Source excerpt:
I agree with everything Slyfox said, except the part about it being likely you'd have the same condensation on your roof in summer. And, of course, the statement that this situation will get worse with time.

What's happening is that warm, moist air from inside your house is rising up into your attic. It gets there through holes in the top plates of your interior walls that were drilled to run wires through to ceiling mounted light fixtures and ceiling fans. Also, even electrical wires running to switches and electrical outlets can be run through the ceiling, and that necessitates drilling holes in the top plates of interior walls to run those wires through.

Anyhow, the point here is that when warm air rises into a cold space (like your attic, then the moisture in that warm air condenses on the coldest surfaces in that attic.

And, to solve the problem, you need more attic VENTILATION. You should be able to provide more by pulling the insulation over the roof overhang on your house back so that air can get in the vents on the underside of the overhang.

The idea here is: Cold air comes in those vents on the underside of the overhang and warms up as a result of heat loss through your house's ceiling insulation. As that cold air warms up, it "sublimates" (similar to "evaporates" but it's solid ice that's evaporating, not a liquid) the frost in your attic. That warming air continues to rise until it ends up leaving your attic through the roof ridge vent. And, the escaping of that air results in new, cold, dry air being drawn in at the vents below the roof overhang.

That process continues 24/7 in the winter. Cold, dry outdoor air is warmed by heat loss through the ceiling insulation, and absorbs moisture as it warms. The resulting warmer wetter air escapes through the ridge vent, causing new cold air to be drawn in at the eves. That "convective air current" in the attic keeps the attic dry all winter.

Data listing:
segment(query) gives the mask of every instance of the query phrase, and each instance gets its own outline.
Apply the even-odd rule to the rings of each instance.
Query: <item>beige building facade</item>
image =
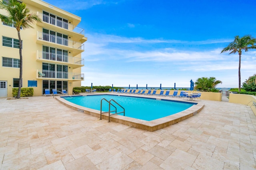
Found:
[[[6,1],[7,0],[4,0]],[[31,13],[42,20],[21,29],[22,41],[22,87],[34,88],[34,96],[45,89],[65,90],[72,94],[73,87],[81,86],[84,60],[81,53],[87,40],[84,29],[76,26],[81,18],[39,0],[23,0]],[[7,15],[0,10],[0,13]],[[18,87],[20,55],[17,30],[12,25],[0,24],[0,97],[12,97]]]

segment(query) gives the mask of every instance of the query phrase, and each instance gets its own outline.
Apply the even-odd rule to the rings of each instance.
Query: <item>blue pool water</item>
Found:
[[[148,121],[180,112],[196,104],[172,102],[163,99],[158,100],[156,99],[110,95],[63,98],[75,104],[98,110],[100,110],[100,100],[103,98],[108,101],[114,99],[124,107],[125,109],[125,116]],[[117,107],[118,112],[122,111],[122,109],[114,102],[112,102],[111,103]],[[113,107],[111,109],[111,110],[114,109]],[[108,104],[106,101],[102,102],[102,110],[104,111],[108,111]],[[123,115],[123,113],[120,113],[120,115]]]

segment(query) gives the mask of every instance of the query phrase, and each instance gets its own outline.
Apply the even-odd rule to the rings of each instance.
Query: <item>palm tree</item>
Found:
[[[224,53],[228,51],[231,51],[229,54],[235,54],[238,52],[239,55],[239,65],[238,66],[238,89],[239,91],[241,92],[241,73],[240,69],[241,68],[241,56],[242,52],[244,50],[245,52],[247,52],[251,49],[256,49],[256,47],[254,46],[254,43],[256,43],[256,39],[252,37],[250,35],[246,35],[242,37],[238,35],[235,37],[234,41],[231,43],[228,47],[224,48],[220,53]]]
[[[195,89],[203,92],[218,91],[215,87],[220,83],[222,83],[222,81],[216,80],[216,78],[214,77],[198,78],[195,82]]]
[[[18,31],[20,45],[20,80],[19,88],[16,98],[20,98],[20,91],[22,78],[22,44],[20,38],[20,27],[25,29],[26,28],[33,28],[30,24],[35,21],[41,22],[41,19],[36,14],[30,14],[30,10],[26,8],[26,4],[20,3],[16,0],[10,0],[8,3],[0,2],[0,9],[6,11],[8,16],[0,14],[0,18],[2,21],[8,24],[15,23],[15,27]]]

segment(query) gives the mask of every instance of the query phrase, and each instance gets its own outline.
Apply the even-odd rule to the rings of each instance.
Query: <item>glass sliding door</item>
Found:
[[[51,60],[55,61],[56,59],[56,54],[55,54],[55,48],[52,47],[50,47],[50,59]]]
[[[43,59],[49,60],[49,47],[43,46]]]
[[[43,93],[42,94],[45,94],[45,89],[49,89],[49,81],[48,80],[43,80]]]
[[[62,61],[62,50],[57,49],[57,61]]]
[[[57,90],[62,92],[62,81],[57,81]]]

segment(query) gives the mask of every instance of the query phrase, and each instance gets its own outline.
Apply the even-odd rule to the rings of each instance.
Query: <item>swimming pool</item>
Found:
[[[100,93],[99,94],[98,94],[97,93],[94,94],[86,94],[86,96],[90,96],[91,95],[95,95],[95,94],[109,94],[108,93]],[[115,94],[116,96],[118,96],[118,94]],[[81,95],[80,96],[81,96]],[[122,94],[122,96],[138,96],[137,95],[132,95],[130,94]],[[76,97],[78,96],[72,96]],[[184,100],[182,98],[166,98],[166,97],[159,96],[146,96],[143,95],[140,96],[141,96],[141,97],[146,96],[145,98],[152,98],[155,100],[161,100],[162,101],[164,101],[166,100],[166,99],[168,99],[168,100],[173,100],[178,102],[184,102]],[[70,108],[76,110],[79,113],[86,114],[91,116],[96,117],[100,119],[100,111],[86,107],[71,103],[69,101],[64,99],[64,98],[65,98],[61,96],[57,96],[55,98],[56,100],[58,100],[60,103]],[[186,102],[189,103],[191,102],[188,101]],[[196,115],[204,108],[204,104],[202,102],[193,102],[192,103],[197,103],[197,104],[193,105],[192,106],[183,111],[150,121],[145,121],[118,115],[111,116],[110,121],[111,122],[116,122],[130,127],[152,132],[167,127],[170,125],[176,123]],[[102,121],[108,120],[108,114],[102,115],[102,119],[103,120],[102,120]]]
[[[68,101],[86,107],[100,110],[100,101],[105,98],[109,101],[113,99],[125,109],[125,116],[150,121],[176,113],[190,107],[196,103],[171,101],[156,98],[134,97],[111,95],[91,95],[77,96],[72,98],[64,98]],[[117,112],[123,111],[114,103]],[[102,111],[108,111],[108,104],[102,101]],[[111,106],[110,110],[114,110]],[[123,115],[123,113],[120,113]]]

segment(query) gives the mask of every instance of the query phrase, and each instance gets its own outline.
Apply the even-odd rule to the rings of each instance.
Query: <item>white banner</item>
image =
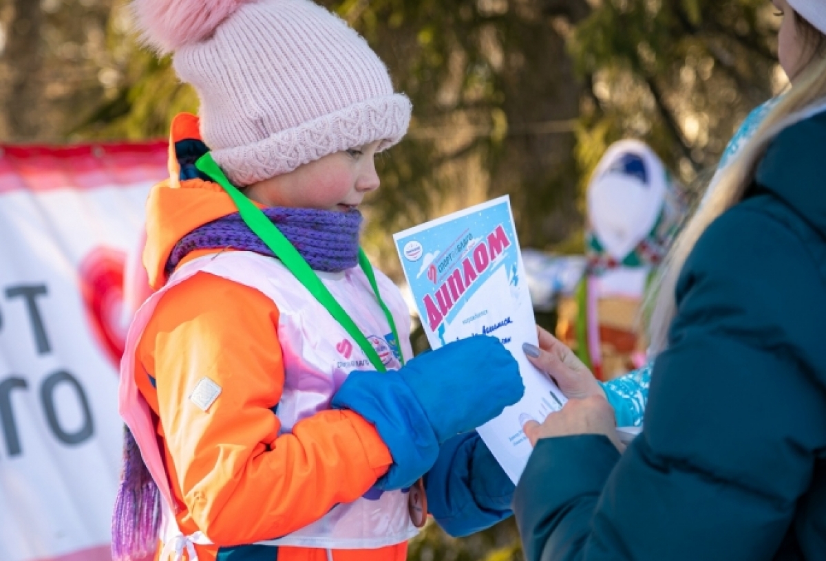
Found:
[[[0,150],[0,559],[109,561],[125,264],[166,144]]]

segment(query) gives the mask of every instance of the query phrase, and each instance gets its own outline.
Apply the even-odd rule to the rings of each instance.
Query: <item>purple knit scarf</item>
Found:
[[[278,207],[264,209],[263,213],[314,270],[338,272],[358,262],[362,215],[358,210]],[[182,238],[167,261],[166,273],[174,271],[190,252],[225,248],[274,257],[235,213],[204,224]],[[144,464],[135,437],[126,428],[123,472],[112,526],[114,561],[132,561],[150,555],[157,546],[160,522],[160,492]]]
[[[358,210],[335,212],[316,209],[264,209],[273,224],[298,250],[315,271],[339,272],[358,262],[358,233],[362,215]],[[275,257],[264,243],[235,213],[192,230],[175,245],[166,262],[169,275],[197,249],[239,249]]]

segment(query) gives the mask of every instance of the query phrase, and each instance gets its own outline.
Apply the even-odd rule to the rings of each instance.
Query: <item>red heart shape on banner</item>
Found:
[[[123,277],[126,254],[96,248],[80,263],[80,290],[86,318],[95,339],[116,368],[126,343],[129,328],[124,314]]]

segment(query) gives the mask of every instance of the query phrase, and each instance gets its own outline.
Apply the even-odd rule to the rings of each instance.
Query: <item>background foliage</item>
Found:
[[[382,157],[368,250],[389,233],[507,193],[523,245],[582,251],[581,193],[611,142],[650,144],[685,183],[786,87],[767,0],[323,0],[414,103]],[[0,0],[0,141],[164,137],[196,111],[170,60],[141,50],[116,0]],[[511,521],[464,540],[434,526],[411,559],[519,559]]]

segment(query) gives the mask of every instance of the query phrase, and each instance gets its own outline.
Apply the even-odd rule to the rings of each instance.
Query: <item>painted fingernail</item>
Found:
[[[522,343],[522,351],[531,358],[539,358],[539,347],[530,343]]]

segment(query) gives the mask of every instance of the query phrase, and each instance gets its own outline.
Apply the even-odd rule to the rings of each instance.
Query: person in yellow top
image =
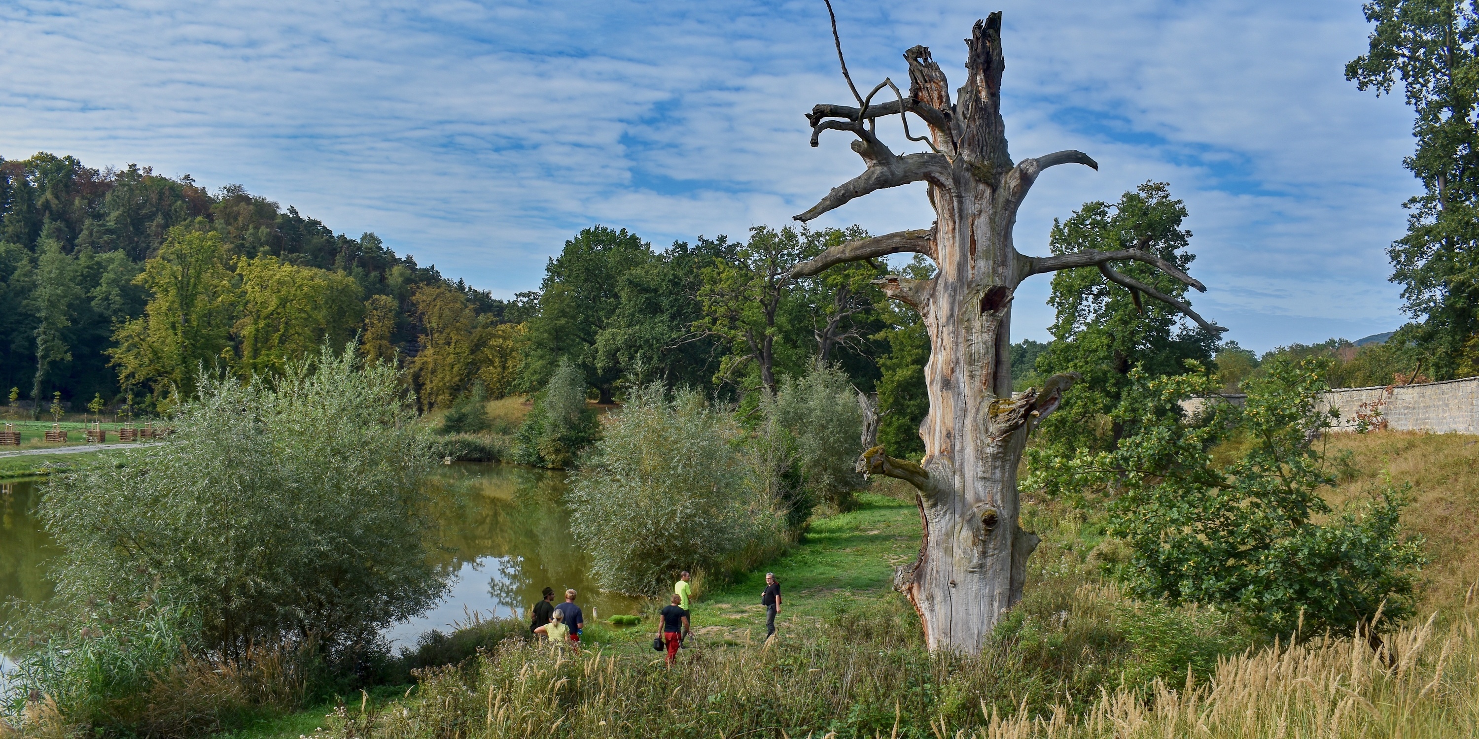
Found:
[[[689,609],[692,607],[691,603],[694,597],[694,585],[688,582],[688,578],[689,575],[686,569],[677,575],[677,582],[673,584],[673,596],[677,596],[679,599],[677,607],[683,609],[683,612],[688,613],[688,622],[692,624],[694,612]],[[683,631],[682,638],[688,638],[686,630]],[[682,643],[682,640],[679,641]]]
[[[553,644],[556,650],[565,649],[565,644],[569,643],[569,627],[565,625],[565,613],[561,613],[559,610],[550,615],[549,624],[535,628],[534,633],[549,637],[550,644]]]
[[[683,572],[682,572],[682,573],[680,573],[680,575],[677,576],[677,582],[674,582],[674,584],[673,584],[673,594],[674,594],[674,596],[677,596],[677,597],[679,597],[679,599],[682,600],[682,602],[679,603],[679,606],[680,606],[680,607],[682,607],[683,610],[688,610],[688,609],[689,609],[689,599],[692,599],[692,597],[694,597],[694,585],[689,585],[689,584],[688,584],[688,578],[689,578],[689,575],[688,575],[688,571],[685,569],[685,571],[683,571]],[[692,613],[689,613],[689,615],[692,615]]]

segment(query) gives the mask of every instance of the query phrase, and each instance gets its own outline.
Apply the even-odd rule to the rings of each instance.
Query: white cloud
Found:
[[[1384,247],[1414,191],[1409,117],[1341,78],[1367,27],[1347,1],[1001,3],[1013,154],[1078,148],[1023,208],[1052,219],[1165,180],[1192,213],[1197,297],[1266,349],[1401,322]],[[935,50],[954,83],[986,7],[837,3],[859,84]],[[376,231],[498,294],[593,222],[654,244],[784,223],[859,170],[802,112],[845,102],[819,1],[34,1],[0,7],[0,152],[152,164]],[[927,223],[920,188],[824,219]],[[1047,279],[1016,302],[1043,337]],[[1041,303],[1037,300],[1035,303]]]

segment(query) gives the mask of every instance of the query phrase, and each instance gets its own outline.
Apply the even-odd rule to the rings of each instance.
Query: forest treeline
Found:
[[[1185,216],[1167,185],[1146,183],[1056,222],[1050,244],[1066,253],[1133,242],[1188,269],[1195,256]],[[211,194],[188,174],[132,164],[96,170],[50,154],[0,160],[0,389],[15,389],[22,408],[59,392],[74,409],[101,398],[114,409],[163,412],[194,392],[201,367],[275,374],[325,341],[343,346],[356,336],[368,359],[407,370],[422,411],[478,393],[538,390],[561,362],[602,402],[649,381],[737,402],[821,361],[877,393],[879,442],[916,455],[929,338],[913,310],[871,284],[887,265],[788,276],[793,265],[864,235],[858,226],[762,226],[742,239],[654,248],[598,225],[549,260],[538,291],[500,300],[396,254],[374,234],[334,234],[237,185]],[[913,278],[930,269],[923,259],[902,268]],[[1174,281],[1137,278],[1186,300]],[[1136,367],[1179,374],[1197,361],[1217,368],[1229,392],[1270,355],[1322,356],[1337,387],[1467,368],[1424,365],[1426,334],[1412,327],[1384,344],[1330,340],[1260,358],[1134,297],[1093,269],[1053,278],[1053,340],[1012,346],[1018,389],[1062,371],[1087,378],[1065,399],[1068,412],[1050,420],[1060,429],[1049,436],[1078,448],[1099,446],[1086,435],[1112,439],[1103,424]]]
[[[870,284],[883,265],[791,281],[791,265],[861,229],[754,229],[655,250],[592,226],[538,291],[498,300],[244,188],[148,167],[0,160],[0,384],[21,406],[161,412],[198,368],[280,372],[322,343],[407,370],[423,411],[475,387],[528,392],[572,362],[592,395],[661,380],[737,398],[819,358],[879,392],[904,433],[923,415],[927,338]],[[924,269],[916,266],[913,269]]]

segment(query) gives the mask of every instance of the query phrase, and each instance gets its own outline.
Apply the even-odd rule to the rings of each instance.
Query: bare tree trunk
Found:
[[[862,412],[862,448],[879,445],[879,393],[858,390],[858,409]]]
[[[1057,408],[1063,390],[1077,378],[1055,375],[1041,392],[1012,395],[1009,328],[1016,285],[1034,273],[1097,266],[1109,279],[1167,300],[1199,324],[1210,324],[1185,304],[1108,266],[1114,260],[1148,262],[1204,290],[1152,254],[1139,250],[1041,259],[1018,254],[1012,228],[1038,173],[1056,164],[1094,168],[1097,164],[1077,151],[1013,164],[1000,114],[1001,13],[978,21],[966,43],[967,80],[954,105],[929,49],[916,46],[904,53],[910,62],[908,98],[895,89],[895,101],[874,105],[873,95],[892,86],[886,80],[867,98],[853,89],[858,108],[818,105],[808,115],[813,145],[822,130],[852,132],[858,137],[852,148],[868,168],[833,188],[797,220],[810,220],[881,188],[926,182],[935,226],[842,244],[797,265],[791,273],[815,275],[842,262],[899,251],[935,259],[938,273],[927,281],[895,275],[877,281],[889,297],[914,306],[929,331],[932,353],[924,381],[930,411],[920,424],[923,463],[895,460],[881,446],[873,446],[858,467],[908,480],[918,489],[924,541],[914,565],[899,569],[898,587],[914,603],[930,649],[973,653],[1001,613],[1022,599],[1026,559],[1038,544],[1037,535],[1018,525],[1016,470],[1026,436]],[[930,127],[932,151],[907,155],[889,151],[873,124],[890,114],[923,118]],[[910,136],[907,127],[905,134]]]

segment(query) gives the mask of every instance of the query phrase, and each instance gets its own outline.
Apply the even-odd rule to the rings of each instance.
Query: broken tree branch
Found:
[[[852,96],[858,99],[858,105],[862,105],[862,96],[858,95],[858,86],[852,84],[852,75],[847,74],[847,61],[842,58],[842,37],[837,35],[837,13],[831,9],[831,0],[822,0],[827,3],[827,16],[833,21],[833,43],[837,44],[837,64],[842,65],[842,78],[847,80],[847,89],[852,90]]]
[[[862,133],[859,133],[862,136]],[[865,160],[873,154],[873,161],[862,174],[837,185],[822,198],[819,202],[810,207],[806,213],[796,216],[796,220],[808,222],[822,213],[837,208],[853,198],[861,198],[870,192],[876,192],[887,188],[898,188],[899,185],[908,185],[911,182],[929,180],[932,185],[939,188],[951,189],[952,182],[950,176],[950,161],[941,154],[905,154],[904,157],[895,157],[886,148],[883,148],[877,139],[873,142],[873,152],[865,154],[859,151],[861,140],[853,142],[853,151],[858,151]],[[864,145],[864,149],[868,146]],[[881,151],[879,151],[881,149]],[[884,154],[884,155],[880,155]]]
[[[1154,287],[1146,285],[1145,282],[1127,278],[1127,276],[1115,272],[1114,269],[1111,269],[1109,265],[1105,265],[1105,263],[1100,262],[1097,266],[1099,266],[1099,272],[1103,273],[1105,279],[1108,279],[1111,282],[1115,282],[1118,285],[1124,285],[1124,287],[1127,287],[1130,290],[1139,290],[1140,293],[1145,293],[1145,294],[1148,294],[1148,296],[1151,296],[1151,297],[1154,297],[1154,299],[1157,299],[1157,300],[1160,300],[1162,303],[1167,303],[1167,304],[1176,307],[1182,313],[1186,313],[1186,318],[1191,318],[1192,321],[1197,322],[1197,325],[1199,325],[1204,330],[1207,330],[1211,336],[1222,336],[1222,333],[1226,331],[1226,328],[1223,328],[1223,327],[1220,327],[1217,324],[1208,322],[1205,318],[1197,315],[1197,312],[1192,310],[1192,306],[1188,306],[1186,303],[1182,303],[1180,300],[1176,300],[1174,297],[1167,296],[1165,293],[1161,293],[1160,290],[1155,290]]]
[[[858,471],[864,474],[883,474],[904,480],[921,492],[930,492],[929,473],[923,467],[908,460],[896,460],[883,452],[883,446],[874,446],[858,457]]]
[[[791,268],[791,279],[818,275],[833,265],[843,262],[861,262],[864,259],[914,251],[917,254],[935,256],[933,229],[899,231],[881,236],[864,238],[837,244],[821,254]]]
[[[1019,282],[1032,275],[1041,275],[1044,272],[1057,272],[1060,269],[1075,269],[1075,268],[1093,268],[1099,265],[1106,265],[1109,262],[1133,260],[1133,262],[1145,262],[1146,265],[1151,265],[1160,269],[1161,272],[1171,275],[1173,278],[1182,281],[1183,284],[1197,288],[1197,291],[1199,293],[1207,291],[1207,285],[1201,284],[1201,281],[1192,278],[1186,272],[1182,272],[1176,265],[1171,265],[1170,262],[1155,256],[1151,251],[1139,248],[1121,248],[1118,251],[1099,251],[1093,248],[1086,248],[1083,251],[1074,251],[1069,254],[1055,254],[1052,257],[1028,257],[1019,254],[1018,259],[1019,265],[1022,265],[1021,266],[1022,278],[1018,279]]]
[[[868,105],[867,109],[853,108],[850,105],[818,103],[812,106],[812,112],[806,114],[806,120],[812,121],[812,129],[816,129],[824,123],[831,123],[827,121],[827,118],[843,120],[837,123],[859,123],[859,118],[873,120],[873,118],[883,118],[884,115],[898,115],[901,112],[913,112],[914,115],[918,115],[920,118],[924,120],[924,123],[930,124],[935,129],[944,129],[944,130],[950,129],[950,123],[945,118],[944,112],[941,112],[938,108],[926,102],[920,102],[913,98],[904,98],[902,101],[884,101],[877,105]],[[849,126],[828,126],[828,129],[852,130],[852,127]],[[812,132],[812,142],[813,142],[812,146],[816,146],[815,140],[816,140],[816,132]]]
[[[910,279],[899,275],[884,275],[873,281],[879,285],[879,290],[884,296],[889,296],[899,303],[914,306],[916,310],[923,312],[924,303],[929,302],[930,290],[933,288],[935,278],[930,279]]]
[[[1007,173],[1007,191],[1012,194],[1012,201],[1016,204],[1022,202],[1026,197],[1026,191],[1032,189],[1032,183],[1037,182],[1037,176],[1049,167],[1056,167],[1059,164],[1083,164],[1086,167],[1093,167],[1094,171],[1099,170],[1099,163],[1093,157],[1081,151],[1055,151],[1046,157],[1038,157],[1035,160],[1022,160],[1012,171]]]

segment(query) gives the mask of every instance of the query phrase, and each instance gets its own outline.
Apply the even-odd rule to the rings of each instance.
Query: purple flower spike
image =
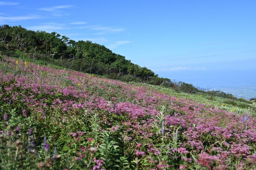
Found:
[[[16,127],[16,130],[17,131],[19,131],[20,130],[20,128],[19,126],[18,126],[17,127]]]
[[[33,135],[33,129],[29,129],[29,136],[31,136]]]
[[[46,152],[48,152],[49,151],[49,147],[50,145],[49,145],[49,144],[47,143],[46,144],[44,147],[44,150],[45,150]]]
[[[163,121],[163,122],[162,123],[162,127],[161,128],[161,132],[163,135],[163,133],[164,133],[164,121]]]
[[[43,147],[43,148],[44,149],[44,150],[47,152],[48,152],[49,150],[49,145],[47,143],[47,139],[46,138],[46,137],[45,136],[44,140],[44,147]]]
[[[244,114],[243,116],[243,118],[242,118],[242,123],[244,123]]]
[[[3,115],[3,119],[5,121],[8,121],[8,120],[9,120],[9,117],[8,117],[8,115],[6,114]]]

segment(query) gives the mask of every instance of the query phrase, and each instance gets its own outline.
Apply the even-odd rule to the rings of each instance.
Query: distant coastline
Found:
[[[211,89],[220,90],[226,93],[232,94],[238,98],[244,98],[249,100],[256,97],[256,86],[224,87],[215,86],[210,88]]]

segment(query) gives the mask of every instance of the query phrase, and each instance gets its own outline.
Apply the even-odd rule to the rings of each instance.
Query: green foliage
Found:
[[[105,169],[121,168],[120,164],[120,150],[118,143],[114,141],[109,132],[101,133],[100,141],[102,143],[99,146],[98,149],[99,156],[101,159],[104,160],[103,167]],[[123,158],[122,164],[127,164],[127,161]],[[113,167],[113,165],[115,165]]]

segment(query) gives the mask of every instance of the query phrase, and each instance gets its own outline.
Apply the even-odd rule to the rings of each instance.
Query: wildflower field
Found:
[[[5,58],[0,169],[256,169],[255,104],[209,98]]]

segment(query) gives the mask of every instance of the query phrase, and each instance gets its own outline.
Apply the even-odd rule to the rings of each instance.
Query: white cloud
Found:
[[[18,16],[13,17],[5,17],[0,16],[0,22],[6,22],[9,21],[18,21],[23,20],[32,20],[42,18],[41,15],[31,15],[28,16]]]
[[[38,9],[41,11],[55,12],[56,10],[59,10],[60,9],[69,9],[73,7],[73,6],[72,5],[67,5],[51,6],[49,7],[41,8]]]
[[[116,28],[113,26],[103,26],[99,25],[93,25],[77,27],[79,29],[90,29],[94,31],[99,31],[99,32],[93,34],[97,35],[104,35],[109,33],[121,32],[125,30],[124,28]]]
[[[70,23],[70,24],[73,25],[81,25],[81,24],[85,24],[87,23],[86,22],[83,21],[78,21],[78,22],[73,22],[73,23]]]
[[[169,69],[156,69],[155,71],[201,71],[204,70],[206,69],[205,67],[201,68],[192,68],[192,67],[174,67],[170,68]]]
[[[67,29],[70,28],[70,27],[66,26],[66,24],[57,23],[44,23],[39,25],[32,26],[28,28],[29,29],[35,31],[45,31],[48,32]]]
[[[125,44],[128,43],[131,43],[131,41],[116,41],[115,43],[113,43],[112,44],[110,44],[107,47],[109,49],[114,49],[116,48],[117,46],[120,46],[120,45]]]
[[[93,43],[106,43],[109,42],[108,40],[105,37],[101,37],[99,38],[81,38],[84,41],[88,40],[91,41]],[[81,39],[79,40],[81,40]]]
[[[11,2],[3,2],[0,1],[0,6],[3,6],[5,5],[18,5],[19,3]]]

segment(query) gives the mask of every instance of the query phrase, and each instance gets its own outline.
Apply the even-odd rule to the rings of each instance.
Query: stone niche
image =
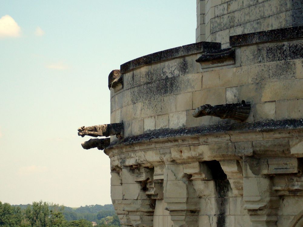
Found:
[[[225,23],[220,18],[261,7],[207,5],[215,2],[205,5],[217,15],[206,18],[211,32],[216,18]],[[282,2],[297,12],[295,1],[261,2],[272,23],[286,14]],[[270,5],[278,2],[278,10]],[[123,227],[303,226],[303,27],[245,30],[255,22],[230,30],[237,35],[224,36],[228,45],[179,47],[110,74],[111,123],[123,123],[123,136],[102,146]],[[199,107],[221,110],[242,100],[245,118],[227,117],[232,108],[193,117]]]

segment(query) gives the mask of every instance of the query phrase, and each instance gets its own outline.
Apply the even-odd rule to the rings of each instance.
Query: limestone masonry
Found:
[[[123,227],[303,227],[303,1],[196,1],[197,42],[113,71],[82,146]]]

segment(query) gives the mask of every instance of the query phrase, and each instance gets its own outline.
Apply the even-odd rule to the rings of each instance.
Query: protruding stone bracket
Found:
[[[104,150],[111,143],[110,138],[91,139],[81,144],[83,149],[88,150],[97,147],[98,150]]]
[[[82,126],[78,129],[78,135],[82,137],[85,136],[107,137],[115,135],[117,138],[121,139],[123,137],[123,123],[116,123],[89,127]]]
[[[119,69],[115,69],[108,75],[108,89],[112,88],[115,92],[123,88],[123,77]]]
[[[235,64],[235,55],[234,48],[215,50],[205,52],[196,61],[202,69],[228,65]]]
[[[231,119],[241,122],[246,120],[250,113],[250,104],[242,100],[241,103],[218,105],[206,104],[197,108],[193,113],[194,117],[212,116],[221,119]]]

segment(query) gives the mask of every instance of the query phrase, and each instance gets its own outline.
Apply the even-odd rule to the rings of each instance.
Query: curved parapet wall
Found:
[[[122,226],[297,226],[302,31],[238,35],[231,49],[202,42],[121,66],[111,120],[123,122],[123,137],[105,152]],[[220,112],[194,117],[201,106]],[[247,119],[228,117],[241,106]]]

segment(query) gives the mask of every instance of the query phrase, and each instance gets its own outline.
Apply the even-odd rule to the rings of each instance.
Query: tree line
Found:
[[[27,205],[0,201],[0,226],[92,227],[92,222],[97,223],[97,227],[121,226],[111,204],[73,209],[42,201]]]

Tasks and exercises:
• a. List every fixture or device that the attic condensation post names as something wires are run to.
• b. Extract every line of the entries that contains the string "item".
The attic condensation post and the entries are unrelated to each other.

Full answers:
• a.
- ceiling mounted light fixtures
- ceiling fans
- switches
- electrical outlets

• b.
Query: <item>beige building facade</item>
Query: <item>blue pool water</item>
Query: <item>palm tree</item>
Query: <item>glass sliding door</item>
Query: <item>swimming pool</item>
Query: <item>white banner</item>
Query: <item>purple knit scarf</item>
Query: <item>red heart shape on banner</item>
Query: <item>background foliage</item>
Query: <item>painted fingernail</item>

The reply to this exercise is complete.